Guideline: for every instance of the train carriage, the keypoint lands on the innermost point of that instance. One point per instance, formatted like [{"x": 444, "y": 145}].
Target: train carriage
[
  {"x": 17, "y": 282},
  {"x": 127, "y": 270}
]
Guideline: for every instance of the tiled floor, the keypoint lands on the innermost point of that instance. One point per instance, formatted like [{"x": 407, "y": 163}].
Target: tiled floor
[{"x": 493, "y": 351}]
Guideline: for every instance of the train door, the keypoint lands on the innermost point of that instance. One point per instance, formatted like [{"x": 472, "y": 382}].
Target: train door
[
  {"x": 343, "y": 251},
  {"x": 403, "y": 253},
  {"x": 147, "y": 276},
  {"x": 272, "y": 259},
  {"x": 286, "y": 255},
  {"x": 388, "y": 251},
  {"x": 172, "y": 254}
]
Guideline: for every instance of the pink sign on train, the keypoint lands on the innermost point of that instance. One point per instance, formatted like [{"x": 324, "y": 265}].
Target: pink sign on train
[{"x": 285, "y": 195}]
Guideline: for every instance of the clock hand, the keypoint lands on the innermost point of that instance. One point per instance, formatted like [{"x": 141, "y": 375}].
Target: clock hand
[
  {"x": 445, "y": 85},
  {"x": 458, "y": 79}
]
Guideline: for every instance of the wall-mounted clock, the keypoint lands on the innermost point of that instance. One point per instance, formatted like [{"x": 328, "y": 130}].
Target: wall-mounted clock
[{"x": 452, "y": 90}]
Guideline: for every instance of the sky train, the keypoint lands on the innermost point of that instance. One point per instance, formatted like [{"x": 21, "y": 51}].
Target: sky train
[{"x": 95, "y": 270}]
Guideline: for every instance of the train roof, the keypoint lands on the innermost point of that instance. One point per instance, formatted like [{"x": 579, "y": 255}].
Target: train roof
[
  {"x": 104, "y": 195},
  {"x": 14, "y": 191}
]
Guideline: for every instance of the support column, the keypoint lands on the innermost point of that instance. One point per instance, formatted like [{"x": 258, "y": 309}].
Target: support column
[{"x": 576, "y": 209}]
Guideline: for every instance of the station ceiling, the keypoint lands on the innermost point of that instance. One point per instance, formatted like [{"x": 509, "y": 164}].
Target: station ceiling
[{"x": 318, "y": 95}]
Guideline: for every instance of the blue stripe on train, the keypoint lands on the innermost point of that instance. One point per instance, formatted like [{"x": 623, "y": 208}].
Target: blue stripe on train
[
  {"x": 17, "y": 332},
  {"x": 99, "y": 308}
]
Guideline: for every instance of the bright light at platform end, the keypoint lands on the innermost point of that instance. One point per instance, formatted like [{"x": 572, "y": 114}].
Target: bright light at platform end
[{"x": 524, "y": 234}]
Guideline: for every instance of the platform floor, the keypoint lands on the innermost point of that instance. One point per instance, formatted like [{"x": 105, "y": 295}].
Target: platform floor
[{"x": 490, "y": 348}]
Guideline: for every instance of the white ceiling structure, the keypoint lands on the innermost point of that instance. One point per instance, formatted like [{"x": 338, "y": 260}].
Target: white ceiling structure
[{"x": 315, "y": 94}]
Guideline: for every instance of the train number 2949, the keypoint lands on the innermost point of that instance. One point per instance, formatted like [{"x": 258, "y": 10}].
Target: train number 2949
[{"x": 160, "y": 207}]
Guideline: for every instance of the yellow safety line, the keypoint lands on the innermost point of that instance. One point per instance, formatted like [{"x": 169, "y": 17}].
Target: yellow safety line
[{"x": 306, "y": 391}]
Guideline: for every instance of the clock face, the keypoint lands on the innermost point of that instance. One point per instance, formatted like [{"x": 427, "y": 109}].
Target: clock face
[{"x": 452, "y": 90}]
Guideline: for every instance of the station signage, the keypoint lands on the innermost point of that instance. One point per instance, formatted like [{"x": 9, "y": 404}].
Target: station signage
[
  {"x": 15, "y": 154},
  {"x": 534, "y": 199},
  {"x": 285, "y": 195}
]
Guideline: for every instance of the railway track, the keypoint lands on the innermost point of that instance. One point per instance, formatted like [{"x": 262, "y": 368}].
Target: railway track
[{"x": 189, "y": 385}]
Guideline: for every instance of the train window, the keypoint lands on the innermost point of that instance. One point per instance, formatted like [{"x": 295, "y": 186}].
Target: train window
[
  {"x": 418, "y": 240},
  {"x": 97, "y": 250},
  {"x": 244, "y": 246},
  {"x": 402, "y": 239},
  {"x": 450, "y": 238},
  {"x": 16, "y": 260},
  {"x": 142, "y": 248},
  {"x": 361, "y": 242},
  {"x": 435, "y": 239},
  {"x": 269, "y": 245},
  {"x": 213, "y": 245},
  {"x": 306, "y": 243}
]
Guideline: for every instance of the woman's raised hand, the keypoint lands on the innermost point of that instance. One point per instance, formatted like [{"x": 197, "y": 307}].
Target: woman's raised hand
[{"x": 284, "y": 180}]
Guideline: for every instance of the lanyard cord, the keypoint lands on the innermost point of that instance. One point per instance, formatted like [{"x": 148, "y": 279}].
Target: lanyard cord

▶ Task objective
Every record listed above should be reproduced exactly.

▶ Written answer
Guideline: for every instance of the train carriage, the keypoint lands on the innermost point of that instance. One point per instance, formatted like [{"x": 444, "y": 145}].
Target: train carriage
[
  {"x": 17, "y": 282},
  {"x": 127, "y": 270}
]
Guideline: for every instance of the tiled floor, the keypoint lands on the innermost point of that instance. One point per instance, formatted like [{"x": 407, "y": 163}].
Target: tiled floor
[{"x": 493, "y": 351}]
Guideline: for every instance of the train door, the keypoint lands on the innermost point of that instance. One point per instance, formatted like [{"x": 472, "y": 382}].
Target: train door
[
  {"x": 343, "y": 251},
  {"x": 403, "y": 253},
  {"x": 147, "y": 276},
  {"x": 272, "y": 259},
  {"x": 286, "y": 255},
  {"x": 388, "y": 251},
  {"x": 172, "y": 254}
]
Guideline: for every instance of the pink sign on train, the keypoint lands on the innermost point of that instance. One point per instance, formatted like [{"x": 324, "y": 265}].
Target: pink sign on train
[{"x": 285, "y": 195}]
Guideline: for every instance of the clock hand, the keypoint lands on the innermost point of that instance. One point per instance, formatted like [{"x": 141, "y": 375}].
Target: clock hand
[
  {"x": 445, "y": 85},
  {"x": 458, "y": 79}
]
Guideline: for every instance of the wall-mounted clock, the keypoint lands on the innermost point of that instance. One point per instance, formatted like [{"x": 328, "y": 130}].
Target: wall-mounted clock
[{"x": 452, "y": 90}]
Guideline: for every instance of the sky train, the keypoint lands on the innermost point of that instance. One point per instance, formatted like [{"x": 21, "y": 51}].
Target: sky train
[{"x": 95, "y": 270}]
Guideline: for every instance of the train roof, the keypoint lands on the innermost point of that instance. One point per instance, formatted like [{"x": 579, "y": 255}].
Target: train roof
[
  {"x": 104, "y": 195},
  {"x": 14, "y": 191}
]
Guideline: for every instance of the support column, the keypoint lands on the innermost point of that instance. One point per instance, formatted like [{"x": 258, "y": 309}].
Target: support column
[{"x": 576, "y": 209}]
Guideline: for every instance of the station ceiling, the keypoint lands on the innermost point of that instance. One point per instance, formatted like [{"x": 509, "y": 164}].
Target: station ceiling
[{"x": 318, "y": 95}]
Guideline: for every instance of the blue stripe on train, the keypoint lands on the innermost point of that instance. One point per instance, formatted like [{"x": 623, "y": 208}].
Target: blue stripe on train
[
  {"x": 17, "y": 332},
  {"x": 99, "y": 308}
]
Guideline: for every instance of the bright light at platform end, the keypoint lands on the innermost point of that instance. One point per instance, formatted like [{"x": 572, "y": 114}].
Target: bright light at platform end
[{"x": 524, "y": 234}]
Guideline: for every instance of the platform floor, the keypoint lands on the innermost point of that instance. One point per instance, formatted like [{"x": 105, "y": 295}].
Target: platform floor
[{"x": 490, "y": 348}]
Guideline: for every instance of the white ceiling structure, the keypoint lands on the innermost point of that instance. One point per instance, formatted like [{"x": 338, "y": 260}].
Target: white ceiling structure
[{"x": 315, "y": 94}]
Guideline: for every instance of the train number 2949, the keypoint lands on the innermost point of that instance. One point per instance, formatted like [{"x": 258, "y": 10}].
Target: train number 2949
[{"x": 160, "y": 207}]
Guideline: for every instance of the yellow safety line, the keypoint lands on the innermost point of that instance. One point per instance, formatted like [{"x": 169, "y": 17}].
Target: yellow safety line
[{"x": 306, "y": 391}]
Guideline: for every instance of the clock face, the keypoint lands on the innermost point of that instance. One point per instance, formatted like [{"x": 427, "y": 109}].
Target: clock face
[{"x": 452, "y": 90}]
Guideline: for every instance of the station signage, the keypoint lands on the innermost point of that instance. One point per instance, formatted like [{"x": 9, "y": 404}].
Target: station signage
[
  {"x": 15, "y": 154},
  {"x": 534, "y": 199},
  {"x": 285, "y": 195}
]
Guideline: for every instance of the railway track, the keypoint lands on the innermost point of that instance. One point per instance, formatted like [{"x": 262, "y": 368}].
Target: railway track
[{"x": 189, "y": 385}]
Guideline: for every instance of the train window, the keypoint lands on the innermost point of that instance. One point per instance, formatted like [{"x": 295, "y": 186}].
Target: train window
[
  {"x": 418, "y": 240},
  {"x": 97, "y": 250},
  {"x": 244, "y": 246},
  {"x": 402, "y": 239},
  {"x": 450, "y": 238},
  {"x": 16, "y": 260},
  {"x": 142, "y": 248},
  {"x": 361, "y": 242},
  {"x": 435, "y": 239},
  {"x": 269, "y": 245},
  {"x": 213, "y": 245},
  {"x": 306, "y": 243}
]
Guideline: for every instance of the woman's raised hand, the keypoint lands on the innermost point of that instance. One point per instance, formatted like [{"x": 197, "y": 307}].
Target: woman's raised hand
[{"x": 284, "y": 180}]
Guideline: for every instance of the lanyard cord, the keypoint lands on the innermost point of that instance. One point per instance, formatted like [{"x": 148, "y": 279}].
Target: lanyard cord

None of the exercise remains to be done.